+++ Provided text +++

Secrets to the Grave is a solid, well-crafted tale of murder, secrets, and the lengths to which people will go to hide them.
The mystery Hoag presents is intriguing – a single mother who may not be who everyone thinks she is, many plausible suspects, and a plot that kept me guessing the killer’s identity until (nearly) the very end. But this book is much more than just a cleverly constructed “whodunit”. Hoag has woven an exceptional level of emotional and psychological depth into her characters’ stories, and as the mystery unfolds she also presents us with several realistic and poignant vignettes: the pain and sorrow of an imploding marriage; a young boy’s tragic descent into juvenile delinquency; and how we all have our wounds and secrets – the only difference being how far each of us will go to protect them. Hoag has cleverly employed a light touch with these sketches, using them to enrich her story without detracting from the main plot.

+++ Records shown +++

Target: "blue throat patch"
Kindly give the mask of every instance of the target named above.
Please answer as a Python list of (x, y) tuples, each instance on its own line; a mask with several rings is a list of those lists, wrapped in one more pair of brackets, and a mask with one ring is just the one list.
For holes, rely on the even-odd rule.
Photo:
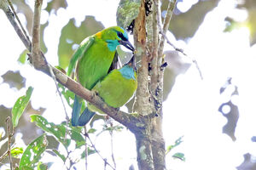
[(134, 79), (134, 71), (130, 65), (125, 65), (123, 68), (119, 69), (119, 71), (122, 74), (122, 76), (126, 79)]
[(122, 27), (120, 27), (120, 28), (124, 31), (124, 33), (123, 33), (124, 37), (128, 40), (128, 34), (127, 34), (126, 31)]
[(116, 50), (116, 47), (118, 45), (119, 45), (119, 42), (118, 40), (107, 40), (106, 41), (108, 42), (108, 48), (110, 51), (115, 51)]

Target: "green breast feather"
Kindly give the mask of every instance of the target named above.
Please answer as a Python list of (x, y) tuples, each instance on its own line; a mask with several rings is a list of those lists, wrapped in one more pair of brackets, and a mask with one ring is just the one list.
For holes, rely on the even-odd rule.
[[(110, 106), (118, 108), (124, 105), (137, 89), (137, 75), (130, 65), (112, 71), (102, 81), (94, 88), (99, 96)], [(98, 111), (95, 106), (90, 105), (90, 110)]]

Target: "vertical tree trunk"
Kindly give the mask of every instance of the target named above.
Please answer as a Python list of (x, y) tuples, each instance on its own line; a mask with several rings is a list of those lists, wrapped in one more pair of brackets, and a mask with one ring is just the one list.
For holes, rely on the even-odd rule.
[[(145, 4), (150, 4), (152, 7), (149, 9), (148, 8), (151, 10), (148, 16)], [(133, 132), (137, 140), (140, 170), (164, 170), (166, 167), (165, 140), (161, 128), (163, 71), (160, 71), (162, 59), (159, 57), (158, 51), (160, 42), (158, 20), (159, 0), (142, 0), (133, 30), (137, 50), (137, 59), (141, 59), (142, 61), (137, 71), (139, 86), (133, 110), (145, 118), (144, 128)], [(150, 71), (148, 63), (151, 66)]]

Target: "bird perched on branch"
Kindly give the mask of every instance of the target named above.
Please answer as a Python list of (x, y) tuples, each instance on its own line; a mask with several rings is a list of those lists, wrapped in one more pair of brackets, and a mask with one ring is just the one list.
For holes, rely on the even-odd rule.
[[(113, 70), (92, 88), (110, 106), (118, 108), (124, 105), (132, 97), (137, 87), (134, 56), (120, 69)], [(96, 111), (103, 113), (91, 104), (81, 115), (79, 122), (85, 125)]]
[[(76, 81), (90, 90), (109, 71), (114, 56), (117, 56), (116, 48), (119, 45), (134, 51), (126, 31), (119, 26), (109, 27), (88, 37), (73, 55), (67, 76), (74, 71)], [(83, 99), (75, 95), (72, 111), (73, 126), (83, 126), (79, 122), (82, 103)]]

+++

**Exercise 1**
From the book review, output the passage that begins at the words "The mystery Hoag" and stops after the words "the main plot.".
**Exercise 2**
Answer these questions from the book review:
(a) What is the title of the book being reviewed?
(b) Who is at the center of the mystery Hoag presents?
(c) Whose descent into juvenile delinquency is one of the vignettes?
The items are separate material and have nothing to do with the book review.

**Answer space 1**
The mystery Hoag presents is intriguing – a single mother who may not be who everyone thinks she is, many plausible suspects, and a plot that kept me guessing the killer’s identity until (nearly) the very end. But this book is much more than just a cleverly constructed “whodunit”. Hoag has woven an exceptional level of emotional and psychological depth into her characters’ stories, and as the mystery unfolds she also presents us with several realistic and poignant vignettes: the pain and sorrow of an imploding marriage; a young boy’s tragic descent into juvenile delinquency; and how we all have our wounds and secrets – the only difference being how far each of us will go to protect them. Hoag has cleverly employed a light touch with these sketches, using them to enrich her story without detracting from the main plot.

**Answer space 2**
(a) Secrets to the Grave
(b) A single mother who may not be who everyone thinks she is
(c) A young boy's